■ **TASK GOAL**
Reproduce the records from the line containing "the white fascia" up to and including the line containing "591 173 650 301", requests included, and offset every bounding-box coordinate in the answers by adding 133. Leave all other records unchanged.

■ **RECORDS FOR THE TASK**
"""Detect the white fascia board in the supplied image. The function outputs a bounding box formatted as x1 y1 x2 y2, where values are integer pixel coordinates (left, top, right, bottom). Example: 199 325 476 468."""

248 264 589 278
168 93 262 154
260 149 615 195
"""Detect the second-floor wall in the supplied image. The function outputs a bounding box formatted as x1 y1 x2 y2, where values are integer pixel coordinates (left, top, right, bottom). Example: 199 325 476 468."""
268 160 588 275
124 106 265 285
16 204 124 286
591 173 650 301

* * *

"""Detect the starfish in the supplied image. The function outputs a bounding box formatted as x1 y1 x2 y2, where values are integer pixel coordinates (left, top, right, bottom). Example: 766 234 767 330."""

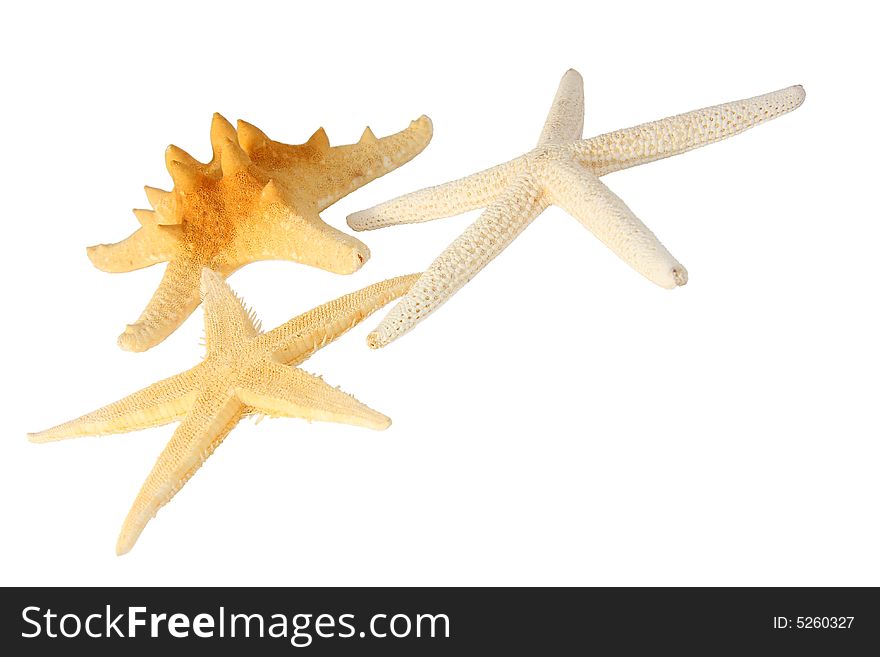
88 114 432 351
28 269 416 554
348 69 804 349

...

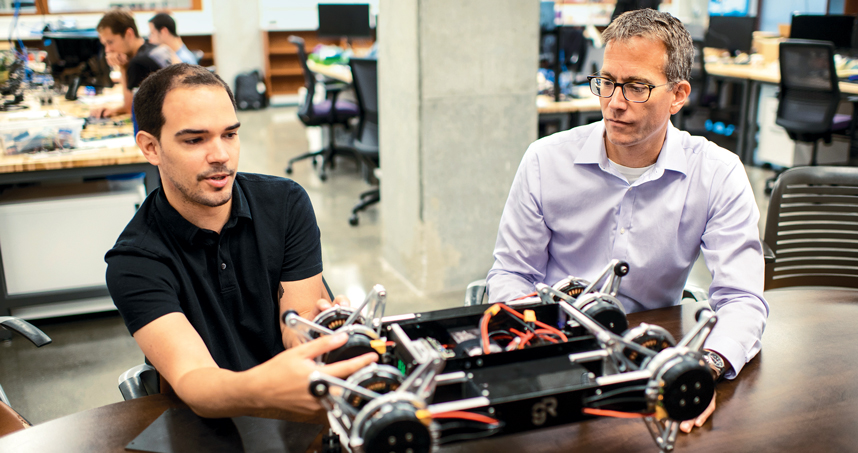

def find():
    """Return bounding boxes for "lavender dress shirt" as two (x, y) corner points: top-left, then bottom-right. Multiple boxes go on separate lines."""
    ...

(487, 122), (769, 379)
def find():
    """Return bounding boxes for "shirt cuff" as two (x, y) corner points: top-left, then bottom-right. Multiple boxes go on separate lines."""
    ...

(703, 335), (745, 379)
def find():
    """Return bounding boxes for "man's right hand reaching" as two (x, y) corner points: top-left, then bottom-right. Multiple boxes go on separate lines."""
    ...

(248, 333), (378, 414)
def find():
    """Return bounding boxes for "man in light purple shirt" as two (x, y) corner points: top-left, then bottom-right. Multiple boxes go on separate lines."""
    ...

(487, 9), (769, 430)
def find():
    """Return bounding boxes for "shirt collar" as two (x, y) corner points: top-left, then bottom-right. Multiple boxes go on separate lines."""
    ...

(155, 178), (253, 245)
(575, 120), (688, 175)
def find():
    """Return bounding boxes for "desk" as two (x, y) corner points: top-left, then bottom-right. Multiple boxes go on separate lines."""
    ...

■ **THE SOLUTION**
"""Detect the white fascia board in the supplied image. The function outputs a bounding box formatted as x1 y1 x2 y2, where values are integer pixel coordinates (left, top, right, bottom). Example: 199 325 476 468."""

381 397 722 411
301 226 395 287
393 282 748 328
"""Detect the second-floor wall in the supplied image. The function outputs a bounding box formatted as x1 y1 x2 y2, where values are integer pixel coordinates (left, top, right, bottom). Example: 199 325 476 468."""
401 293 721 408
257 239 398 418
149 337 257 419
724 306 783 434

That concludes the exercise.